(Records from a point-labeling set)
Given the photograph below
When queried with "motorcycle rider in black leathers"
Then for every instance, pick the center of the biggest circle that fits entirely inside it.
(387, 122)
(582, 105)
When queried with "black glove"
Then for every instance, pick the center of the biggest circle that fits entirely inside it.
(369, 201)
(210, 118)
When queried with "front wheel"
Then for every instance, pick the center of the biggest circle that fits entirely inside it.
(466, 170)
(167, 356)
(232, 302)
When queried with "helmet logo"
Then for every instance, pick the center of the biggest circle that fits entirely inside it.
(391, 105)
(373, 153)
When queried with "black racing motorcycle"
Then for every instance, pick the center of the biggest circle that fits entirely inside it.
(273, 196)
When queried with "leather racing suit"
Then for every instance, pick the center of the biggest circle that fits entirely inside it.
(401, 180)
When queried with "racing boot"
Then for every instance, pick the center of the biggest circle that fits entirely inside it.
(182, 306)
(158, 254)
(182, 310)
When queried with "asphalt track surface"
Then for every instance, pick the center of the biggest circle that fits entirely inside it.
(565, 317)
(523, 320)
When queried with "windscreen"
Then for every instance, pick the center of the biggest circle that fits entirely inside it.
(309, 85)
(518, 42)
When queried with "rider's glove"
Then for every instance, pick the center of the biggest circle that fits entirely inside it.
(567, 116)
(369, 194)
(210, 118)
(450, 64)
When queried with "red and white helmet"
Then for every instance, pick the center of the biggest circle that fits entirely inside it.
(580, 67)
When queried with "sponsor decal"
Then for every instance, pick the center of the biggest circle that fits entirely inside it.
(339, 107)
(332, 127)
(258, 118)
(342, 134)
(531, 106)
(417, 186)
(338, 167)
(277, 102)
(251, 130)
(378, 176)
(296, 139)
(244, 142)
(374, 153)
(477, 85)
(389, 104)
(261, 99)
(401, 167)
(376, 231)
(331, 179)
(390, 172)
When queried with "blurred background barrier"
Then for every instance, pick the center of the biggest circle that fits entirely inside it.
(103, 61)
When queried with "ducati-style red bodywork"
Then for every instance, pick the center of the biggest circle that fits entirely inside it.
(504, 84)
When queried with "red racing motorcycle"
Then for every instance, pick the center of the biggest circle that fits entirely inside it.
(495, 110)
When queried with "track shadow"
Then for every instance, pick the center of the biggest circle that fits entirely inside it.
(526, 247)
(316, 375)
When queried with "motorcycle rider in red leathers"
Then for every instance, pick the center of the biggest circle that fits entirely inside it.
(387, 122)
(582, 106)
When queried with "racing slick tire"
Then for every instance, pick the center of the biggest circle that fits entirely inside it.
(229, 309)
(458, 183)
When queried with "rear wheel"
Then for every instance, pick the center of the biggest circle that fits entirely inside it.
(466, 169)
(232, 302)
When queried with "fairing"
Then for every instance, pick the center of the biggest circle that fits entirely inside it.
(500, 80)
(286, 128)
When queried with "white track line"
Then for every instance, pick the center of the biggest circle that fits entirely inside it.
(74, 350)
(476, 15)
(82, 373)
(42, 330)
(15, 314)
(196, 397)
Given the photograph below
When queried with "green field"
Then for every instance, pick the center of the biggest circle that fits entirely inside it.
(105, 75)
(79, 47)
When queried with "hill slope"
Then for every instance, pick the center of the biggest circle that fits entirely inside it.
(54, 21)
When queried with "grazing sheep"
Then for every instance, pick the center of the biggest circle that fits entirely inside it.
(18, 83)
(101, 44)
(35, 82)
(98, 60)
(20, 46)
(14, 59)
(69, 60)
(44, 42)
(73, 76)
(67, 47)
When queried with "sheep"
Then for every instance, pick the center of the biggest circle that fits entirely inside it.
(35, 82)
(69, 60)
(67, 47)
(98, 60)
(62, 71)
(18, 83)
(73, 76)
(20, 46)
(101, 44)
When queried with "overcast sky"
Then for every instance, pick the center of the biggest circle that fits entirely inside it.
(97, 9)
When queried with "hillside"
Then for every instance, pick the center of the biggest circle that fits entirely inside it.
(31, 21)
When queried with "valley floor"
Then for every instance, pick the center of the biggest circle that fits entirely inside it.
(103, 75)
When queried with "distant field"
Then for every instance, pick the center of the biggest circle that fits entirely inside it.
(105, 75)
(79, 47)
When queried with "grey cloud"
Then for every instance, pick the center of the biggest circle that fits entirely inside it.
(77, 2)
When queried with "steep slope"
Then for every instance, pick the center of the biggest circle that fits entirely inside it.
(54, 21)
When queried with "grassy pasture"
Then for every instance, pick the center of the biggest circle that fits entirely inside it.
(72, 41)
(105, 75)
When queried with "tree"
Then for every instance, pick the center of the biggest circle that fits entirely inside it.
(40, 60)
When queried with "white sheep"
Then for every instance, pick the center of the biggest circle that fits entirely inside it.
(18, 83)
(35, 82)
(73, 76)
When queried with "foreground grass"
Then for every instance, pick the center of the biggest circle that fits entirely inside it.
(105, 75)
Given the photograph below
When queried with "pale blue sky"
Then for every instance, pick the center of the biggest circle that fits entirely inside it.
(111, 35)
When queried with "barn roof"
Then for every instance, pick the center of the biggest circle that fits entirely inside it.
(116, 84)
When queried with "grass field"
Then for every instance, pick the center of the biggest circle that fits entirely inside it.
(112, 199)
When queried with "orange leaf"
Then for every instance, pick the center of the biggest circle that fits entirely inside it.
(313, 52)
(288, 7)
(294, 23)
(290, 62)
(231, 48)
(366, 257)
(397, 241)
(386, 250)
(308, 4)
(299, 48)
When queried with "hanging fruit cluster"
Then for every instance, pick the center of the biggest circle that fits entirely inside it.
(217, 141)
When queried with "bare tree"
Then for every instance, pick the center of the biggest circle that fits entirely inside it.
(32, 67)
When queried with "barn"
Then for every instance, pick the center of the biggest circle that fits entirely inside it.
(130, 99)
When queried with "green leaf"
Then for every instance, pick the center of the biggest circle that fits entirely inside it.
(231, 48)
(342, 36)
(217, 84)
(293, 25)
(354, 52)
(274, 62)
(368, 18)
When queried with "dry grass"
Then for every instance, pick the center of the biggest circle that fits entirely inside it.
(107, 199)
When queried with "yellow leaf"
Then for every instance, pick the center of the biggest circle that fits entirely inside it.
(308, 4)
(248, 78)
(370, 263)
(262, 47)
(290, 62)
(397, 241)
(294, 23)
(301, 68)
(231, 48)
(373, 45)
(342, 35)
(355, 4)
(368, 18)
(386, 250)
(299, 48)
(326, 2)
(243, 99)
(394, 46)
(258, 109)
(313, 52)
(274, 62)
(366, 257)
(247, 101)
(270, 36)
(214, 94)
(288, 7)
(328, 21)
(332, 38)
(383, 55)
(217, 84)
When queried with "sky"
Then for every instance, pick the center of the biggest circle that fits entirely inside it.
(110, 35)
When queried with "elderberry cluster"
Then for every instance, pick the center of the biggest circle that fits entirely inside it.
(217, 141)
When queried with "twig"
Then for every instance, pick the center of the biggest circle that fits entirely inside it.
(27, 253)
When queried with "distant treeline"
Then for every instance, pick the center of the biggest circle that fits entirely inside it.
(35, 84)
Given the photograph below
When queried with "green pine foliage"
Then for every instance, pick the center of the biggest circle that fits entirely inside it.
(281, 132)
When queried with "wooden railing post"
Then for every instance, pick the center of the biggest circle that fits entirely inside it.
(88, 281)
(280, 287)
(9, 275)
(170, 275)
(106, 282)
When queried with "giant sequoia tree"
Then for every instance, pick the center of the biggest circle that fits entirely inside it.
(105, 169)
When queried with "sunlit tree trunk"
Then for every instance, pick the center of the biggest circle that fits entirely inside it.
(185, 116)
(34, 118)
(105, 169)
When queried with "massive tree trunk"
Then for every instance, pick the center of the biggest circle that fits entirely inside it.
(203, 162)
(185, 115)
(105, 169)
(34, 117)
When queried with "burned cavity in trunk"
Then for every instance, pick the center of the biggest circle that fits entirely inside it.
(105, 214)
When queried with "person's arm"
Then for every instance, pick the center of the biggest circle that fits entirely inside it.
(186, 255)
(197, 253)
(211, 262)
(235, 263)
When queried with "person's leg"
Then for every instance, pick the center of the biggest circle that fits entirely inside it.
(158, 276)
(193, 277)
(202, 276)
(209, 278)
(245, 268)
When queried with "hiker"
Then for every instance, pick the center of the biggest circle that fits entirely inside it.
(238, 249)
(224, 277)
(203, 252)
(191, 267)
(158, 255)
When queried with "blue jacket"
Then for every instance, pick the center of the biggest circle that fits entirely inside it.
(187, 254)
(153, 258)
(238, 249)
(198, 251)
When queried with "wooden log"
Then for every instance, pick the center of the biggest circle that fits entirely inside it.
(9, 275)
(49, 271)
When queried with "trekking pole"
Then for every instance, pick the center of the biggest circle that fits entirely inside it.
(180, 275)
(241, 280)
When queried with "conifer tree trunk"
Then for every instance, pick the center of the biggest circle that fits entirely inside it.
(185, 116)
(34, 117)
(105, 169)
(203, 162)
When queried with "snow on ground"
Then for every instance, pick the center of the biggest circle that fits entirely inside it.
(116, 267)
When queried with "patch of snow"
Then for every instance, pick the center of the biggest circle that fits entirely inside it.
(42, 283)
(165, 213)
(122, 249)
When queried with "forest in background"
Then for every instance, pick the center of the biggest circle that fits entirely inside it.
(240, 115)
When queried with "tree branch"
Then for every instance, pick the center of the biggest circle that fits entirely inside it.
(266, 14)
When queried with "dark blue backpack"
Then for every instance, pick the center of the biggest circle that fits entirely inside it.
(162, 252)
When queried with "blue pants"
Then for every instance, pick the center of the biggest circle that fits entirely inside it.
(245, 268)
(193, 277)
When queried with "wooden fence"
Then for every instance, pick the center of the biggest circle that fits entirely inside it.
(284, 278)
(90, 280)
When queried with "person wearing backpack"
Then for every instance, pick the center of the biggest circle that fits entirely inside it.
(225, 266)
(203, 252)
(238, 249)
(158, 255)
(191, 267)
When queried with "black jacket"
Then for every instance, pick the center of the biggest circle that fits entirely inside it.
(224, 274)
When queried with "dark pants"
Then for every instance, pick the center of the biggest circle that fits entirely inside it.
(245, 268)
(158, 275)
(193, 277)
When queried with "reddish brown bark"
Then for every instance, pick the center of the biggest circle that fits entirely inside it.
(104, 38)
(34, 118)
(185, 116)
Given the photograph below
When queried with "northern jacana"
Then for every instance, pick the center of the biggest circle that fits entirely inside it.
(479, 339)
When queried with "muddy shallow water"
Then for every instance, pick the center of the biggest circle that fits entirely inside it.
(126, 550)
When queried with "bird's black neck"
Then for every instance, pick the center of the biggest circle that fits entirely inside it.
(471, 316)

What the exercise asks:
Show each line of the material that contains the string "wooden".

Exercise output:
When queried with "wooden railing post"
When queried with "wooden log"
When queried with "wooden fence"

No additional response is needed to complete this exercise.